» **PROVIDED DATA**
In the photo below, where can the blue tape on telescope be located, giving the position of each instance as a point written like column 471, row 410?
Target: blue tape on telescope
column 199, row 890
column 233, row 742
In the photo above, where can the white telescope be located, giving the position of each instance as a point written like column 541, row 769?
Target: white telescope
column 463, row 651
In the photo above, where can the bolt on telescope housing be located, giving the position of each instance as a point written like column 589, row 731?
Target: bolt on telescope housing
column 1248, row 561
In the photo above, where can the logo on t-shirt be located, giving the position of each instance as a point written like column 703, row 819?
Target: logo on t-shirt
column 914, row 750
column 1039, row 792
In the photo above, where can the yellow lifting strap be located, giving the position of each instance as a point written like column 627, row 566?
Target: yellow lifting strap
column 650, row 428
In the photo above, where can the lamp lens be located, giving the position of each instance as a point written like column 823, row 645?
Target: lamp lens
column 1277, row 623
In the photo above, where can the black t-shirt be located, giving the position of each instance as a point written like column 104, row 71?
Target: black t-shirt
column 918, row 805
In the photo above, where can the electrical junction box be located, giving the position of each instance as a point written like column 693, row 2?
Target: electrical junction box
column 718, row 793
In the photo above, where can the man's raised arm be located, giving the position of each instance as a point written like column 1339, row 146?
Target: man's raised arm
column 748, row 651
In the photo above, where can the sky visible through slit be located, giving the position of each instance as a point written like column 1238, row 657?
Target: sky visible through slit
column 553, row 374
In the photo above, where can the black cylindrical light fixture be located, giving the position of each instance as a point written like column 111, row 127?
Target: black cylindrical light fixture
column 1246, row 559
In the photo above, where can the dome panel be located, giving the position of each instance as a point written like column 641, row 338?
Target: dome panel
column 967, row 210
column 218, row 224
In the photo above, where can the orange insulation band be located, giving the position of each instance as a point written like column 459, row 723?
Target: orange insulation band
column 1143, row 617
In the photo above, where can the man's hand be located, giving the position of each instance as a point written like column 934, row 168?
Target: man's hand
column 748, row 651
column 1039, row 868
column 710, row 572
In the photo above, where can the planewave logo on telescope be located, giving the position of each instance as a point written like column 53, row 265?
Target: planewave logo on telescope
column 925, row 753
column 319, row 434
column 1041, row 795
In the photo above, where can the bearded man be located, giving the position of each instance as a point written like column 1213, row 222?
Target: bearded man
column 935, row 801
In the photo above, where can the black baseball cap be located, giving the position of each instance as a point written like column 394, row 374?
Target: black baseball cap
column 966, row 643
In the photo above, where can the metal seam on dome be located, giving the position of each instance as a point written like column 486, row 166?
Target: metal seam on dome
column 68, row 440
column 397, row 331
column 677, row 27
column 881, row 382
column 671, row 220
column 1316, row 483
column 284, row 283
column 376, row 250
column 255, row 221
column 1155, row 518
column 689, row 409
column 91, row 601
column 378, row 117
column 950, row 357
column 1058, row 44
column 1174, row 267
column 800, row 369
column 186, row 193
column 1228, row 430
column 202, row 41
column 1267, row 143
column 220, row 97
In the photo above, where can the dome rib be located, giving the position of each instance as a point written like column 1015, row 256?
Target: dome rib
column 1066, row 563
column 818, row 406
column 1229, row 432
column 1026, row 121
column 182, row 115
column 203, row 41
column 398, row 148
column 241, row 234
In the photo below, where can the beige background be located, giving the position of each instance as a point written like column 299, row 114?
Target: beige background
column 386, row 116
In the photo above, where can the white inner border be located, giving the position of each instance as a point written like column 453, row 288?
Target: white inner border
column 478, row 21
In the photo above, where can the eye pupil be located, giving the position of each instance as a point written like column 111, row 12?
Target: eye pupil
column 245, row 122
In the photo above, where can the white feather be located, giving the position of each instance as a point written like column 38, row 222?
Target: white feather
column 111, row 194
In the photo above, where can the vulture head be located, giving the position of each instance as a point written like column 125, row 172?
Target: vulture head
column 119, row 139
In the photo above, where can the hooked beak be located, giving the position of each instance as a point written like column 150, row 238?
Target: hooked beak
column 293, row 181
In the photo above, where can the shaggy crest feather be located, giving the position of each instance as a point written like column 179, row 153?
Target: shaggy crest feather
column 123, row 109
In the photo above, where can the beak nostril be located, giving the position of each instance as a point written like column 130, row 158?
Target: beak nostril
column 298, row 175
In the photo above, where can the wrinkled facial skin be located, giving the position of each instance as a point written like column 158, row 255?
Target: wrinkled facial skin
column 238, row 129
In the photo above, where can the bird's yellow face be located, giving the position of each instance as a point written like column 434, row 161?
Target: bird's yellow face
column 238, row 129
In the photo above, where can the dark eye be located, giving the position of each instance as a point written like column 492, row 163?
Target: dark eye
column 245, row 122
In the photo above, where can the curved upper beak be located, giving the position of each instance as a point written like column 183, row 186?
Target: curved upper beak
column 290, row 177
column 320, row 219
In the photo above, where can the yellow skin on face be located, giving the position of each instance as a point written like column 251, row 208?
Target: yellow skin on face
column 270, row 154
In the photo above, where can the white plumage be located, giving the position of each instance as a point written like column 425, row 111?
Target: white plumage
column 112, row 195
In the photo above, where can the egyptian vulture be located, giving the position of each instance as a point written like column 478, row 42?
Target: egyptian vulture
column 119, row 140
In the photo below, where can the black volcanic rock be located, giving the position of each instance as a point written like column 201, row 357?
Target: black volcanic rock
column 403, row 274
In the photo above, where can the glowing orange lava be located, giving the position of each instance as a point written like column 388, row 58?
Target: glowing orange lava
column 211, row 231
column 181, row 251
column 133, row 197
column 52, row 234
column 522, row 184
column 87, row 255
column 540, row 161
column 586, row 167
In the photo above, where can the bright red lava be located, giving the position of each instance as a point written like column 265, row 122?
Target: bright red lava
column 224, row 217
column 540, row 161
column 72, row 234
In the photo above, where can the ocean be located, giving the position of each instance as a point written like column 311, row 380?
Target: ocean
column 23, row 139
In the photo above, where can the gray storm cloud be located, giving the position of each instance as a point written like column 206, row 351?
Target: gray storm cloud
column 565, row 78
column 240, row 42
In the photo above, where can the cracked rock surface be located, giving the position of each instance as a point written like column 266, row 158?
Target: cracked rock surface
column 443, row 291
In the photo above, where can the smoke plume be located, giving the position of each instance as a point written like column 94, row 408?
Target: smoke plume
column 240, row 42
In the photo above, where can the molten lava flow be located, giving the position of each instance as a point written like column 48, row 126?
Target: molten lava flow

» **TASK PROMPT**
Put the entries above into a numbered list, omitting blank lines, starting at the line that contains "In the photo above, where can the eye" and ending at the line that contains "column 293, row 181". Include only these lines.

» **RESULT BELOW**
1. In the photo above, where can the eye pupil be located, giving the position of each instance as a point written like column 111, row 12?
2. Target: eye pupil
3. column 245, row 122
4. In the photo above, where can the white feather be located, giving the position of each instance as a point written like column 38, row 222?
5. Target: white feather
6. column 111, row 194
7. In the photo above, where can the vulture head be located, giving the position of each instance as a point written like column 125, row 172?
8. Target: vulture head
9. column 119, row 139
10. In the photo above, where can the hooked beak be located, giving the position of each instance as a point written like column 150, row 238?
11. Target: hooked beak
12. column 293, row 181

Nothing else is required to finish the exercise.